Rows from a dataset
┌──
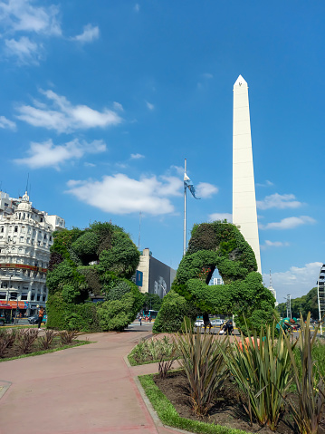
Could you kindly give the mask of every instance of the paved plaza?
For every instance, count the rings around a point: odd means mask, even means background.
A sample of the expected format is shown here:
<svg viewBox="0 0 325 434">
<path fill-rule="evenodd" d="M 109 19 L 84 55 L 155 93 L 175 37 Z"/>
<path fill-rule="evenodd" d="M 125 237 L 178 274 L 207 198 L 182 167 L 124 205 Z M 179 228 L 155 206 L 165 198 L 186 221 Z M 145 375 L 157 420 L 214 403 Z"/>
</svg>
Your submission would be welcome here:
<svg viewBox="0 0 325 434">
<path fill-rule="evenodd" d="M 125 361 L 150 335 L 151 327 L 135 323 L 121 333 L 81 336 L 94 343 L 1 362 L 0 433 L 177 432 L 155 423 L 136 385 L 135 377 L 157 365 Z"/>
</svg>

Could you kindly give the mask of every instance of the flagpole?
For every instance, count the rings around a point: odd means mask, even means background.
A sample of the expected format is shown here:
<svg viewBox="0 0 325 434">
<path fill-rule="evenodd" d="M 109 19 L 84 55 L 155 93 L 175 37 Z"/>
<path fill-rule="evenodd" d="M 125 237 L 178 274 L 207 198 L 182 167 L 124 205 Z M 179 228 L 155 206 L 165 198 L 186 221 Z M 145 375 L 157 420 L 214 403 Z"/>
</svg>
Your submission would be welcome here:
<svg viewBox="0 0 325 434">
<path fill-rule="evenodd" d="M 186 173 L 186 159 L 185 159 L 184 174 Z M 184 246 L 183 256 L 186 253 L 186 186 L 184 183 Z"/>
</svg>

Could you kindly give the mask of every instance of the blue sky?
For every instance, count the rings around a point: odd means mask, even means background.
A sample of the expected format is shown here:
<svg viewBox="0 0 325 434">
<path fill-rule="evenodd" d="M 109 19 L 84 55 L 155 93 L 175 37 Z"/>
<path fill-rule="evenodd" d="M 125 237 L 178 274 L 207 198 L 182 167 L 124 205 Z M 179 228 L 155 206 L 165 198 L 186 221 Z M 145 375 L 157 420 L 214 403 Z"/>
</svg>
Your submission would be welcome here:
<svg viewBox="0 0 325 434">
<path fill-rule="evenodd" d="M 174 268 L 232 212 L 233 86 L 249 86 L 262 268 L 278 301 L 324 261 L 325 4 L 0 0 L 1 188 L 123 227 Z"/>
</svg>

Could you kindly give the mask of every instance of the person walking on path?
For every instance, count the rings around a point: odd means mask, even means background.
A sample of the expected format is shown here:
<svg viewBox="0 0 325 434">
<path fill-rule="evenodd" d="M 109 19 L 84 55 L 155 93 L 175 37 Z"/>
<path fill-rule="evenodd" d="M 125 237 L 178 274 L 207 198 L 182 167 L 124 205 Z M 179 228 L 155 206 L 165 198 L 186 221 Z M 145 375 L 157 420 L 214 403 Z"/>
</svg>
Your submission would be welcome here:
<svg viewBox="0 0 325 434">
<path fill-rule="evenodd" d="M 43 322 L 43 315 L 44 315 L 44 308 L 41 306 L 40 310 L 38 311 L 38 318 L 37 318 L 38 330 L 41 330 L 41 324 Z"/>
</svg>

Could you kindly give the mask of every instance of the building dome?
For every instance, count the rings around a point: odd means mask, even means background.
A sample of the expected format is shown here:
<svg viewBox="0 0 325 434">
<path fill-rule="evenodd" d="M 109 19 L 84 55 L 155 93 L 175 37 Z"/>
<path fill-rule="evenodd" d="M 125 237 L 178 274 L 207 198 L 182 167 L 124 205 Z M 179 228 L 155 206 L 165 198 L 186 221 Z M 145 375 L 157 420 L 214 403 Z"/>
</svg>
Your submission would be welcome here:
<svg viewBox="0 0 325 434">
<path fill-rule="evenodd" d="M 32 204 L 28 202 L 21 202 L 17 207 L 17 211 L 31 211 Z"/>
</svg>

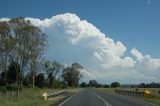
└──
• **PROBLEM REQUIREMENTS**
Copy the records from the line with "the blue sky?" up to and including the last line of the records, replacing "kindly" with "please" throughout and leaving all else unchanged. Leave the pictures out of your answer.

• **SOLUTION FOR THIS EXERCISE**
Could you please give the mask of every instance of the blue sky?
For every instance, count the rings around a point: odd means mask, even means background.
A sample of the expected format is shown here:
<svg viewBox="0 0 325 434">
<path fill-rule="evenodd" d="M 109 19 L 84 55 L 155 93 L 175 37 Z"/>
<path fill-rule="evenodd" d="M 125 237 L 178 274 L 207 198 L 182 167 L 124 205 Z M 179 228 L 155 206 L 165 198 L 186 221 Z M 145 375 L 157 420 L 214 403 Z"/>
</svg>
Your submission would be welcome here:
<svg viewBox="0 0 325 434">
<path fill-rule="evenodd" d="M 174 268 L 232 212 L 233 86 L 249 86 L 262 268 L 278 301 L 324 261 L 325 4 L 0 0 L 1 188 L 123 227 Z"/>
</svg>

Could you please give the mask of every instance of the person walking on path?
For every instance, count the rings around a point: odd means mask, even means background.
A sample of the expected format is shown here:
<svg viewBox="0 0 325 434">
<path fill-rule="evenodd" d="M 109 19 L 84 55 L 155 93 L 175 37 Z"/>
<path fill-rule="evenodd" d="M 125 237 L 178 274 L 207 198 L 182 167 L 124 205 Z M 179 228 L 155 206 L 165 198 L 186 221 Z M 145 375 L 157 420 L 214 403 Z"/>
</svg>
Your submission would be welcome here:
<svg viewBox="0 0 325 434">
<path fill-rule="evenodd" d="M 43 322 L 43 315 L 44 315 L 44 308 L 41 306 L 40 310 L 38 311 L 38 318 L 37 318 L 38 330 L 41 330 L 41 324 Z"/>
</svg>

Could you please give the mask of every instance of the building dome?
For every instance, count the rings around a point: odd means mask, even means background.
A sample of the expected format is shown here:
<svg viewBox="0 0 325 434">
<path fill-rule="evenodd" d="M 109 19 L 84 55 L 155 93 L 175 37 Z"/>
<path fill-rule="evenodd" d="M 125 237 L 178 274 L 207 198 L 182 167 L 124 205 Z M 179 228 L 155 206 L 165 198 L 186 221 Z M 145 375 L 157 420 L 214 403 Z"/>
</svg>
Your submission would be welcome here:
<svg viewBox="0 0 325 434">
<path fill-rule="evenodd" d="M 32 204 L 28 202 L 21 202 L 17 207 L 17 211 L 31 211 Z"/>
</svg>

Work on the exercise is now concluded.